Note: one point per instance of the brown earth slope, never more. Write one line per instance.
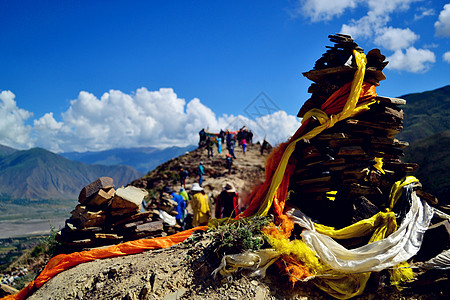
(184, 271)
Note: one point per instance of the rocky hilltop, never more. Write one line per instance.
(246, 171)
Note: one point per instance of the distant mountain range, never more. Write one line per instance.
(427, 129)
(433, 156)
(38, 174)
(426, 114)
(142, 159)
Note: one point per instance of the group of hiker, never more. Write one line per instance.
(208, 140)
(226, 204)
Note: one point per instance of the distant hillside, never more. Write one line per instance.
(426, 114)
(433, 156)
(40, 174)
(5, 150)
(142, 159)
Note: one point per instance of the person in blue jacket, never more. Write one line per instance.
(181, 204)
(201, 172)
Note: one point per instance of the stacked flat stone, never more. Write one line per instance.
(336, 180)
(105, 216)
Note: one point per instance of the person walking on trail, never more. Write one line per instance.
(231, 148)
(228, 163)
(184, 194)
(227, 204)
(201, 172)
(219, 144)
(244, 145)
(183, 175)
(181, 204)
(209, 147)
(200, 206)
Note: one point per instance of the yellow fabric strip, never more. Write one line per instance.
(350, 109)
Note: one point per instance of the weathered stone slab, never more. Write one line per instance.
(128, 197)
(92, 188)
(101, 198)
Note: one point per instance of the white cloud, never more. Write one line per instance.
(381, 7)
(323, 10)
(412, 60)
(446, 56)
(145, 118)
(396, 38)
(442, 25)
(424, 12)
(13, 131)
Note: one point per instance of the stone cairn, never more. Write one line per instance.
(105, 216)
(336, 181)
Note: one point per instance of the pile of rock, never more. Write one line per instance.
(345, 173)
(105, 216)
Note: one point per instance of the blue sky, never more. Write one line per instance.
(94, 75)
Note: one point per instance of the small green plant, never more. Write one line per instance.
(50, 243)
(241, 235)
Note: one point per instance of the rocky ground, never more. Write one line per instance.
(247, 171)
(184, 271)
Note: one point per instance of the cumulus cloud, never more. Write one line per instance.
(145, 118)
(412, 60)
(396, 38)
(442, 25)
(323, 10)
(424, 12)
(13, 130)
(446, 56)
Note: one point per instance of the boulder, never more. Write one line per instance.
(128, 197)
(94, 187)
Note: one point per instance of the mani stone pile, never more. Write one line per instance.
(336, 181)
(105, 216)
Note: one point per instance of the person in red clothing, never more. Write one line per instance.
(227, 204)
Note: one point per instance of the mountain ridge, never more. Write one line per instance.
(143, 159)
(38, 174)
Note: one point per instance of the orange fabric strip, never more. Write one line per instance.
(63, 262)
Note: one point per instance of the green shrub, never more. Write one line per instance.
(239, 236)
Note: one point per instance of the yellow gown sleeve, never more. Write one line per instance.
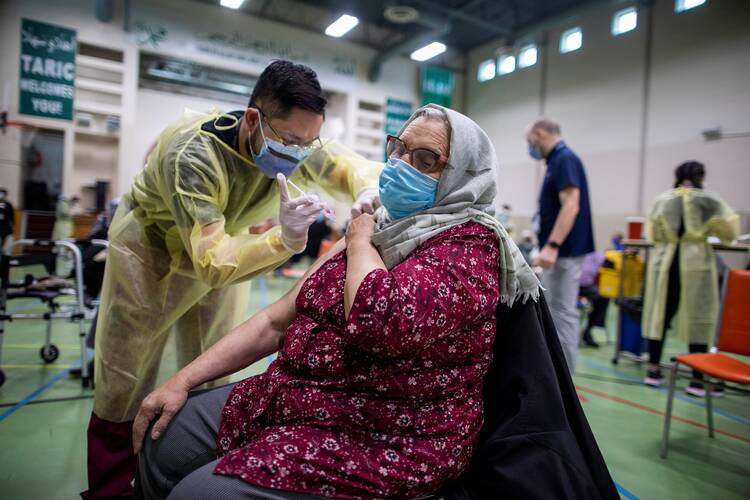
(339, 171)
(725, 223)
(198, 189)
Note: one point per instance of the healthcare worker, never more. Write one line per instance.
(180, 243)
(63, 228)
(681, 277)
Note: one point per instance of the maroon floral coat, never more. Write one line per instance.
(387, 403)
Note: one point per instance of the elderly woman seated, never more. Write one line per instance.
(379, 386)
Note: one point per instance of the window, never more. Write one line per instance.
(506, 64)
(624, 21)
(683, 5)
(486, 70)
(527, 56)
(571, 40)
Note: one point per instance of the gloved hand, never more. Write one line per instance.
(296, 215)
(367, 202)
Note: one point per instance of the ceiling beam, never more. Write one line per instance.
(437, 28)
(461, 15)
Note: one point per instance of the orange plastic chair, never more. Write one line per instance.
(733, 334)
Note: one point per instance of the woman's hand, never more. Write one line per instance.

* * * *

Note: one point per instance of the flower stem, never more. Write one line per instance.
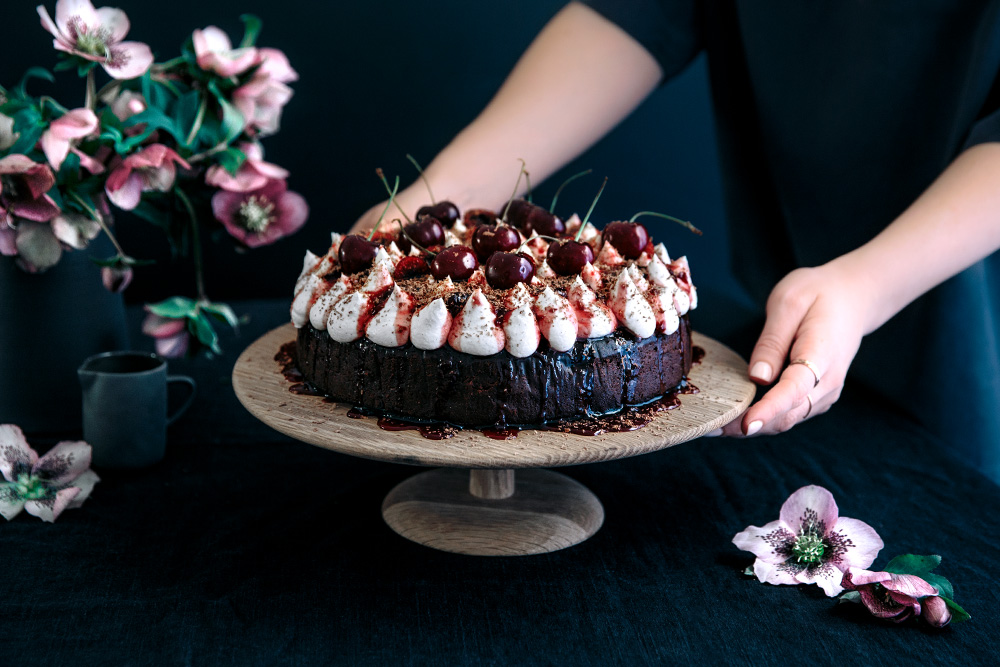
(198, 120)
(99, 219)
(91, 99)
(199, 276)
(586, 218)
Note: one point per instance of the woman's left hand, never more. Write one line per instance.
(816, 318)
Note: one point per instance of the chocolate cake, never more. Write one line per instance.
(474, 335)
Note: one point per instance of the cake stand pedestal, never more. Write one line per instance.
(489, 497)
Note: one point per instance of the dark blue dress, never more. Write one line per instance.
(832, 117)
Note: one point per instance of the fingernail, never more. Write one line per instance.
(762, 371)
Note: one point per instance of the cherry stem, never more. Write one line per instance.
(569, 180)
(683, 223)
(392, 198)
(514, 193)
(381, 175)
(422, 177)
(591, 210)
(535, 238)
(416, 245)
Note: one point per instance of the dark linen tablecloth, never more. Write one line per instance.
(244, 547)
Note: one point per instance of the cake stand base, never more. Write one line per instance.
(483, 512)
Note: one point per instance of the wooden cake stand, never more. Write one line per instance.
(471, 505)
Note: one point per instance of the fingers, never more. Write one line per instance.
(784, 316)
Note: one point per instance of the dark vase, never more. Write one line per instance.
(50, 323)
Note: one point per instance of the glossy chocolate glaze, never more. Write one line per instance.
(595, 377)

* * * *

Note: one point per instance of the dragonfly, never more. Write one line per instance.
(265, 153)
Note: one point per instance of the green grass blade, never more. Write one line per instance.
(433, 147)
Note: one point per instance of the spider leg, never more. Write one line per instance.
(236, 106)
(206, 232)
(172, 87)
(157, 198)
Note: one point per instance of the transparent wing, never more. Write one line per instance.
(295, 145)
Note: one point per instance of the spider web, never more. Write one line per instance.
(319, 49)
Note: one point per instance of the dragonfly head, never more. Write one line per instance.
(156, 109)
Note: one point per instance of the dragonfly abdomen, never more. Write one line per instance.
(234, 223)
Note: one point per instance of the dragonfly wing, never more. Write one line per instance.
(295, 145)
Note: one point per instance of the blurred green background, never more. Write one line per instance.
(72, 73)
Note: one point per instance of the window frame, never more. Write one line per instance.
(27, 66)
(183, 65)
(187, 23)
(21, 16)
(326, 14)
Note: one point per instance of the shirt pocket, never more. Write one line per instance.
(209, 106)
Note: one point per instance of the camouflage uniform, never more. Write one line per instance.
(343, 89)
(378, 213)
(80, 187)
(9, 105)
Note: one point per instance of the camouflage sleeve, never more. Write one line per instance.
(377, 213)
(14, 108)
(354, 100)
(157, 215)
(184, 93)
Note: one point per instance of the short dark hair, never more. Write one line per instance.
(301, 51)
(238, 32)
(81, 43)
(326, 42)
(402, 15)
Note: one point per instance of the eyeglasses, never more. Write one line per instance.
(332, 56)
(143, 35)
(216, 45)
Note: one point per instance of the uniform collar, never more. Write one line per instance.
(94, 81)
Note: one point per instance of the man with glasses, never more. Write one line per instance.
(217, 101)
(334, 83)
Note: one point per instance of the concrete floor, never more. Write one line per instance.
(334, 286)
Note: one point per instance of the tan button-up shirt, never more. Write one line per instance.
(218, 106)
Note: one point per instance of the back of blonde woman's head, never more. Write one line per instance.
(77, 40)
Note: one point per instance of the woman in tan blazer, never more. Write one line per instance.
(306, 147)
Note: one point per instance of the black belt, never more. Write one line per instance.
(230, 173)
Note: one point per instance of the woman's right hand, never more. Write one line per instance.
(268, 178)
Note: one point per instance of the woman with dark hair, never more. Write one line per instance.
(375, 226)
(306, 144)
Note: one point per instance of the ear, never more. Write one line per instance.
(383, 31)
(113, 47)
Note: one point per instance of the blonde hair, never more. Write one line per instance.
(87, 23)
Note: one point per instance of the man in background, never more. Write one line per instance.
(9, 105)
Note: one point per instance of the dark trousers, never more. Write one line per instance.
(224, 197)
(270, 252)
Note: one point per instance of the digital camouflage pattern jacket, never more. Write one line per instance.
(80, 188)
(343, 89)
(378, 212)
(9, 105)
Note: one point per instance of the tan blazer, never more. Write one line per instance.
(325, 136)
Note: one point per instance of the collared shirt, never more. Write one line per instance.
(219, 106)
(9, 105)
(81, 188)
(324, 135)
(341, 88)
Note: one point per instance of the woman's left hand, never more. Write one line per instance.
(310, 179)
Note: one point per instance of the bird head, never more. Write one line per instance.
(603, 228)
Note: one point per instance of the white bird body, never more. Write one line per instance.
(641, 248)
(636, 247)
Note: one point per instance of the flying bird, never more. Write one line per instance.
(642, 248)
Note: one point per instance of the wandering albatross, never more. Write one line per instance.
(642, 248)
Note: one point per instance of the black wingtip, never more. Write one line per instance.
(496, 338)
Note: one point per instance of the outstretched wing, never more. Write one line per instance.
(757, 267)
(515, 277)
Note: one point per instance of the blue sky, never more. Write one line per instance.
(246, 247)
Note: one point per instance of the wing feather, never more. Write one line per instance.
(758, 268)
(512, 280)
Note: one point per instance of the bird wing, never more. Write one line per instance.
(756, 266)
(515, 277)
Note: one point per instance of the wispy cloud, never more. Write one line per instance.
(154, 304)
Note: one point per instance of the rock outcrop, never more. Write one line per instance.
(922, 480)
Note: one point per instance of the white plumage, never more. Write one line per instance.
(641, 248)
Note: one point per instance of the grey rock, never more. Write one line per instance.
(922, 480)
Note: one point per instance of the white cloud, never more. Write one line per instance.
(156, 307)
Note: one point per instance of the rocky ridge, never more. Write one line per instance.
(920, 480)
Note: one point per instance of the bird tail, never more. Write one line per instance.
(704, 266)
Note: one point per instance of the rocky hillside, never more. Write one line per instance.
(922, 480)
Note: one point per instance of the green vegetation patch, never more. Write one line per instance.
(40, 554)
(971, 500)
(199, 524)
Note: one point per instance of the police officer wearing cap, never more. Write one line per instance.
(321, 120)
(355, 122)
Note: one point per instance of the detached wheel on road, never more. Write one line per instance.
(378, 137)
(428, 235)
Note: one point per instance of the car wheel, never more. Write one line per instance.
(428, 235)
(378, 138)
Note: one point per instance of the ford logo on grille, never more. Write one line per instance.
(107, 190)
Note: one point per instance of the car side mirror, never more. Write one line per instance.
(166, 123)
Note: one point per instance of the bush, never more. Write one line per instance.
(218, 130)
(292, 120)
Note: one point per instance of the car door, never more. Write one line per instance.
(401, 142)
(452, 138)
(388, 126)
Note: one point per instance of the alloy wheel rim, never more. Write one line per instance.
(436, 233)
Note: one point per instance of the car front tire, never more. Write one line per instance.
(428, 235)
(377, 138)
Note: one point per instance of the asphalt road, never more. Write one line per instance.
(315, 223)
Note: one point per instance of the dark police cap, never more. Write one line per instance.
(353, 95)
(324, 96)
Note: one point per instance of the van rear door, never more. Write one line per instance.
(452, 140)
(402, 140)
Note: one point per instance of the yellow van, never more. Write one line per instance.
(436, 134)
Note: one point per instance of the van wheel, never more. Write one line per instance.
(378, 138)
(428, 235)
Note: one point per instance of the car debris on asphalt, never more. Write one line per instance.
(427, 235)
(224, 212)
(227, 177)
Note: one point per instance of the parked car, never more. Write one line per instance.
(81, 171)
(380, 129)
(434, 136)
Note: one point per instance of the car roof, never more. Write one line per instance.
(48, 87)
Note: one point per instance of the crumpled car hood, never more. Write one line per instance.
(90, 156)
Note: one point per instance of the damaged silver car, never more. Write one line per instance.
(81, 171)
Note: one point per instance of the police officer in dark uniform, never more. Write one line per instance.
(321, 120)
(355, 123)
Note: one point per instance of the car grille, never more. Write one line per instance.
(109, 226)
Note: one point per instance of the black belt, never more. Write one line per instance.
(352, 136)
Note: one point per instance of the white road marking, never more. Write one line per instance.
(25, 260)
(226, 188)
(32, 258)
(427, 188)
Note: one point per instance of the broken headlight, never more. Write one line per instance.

* * * *

#### [EXERCISE PROMPT]
Please give again the lines above between the line holding "Note: one point per instance of the gloved" and the line holding "Note: one point per instance of the woman's hand, never", inclusive, exactly as they are and with nothing added.

#### [OUTPUT]
Note: one point per instance of the gloved hand, never more. Write one line per instance.
(296, 215)
(367, 202)
Note: one point per instance of the ceiling beam, never more. Write one line per instance.
(437, 28)
(461, 15)
Note: one point per instance of the orange plastic chair, never more. Write one line per instance.
(733, 334)
Note: one point per instance of the woman's hand, never more. Write one line per instance.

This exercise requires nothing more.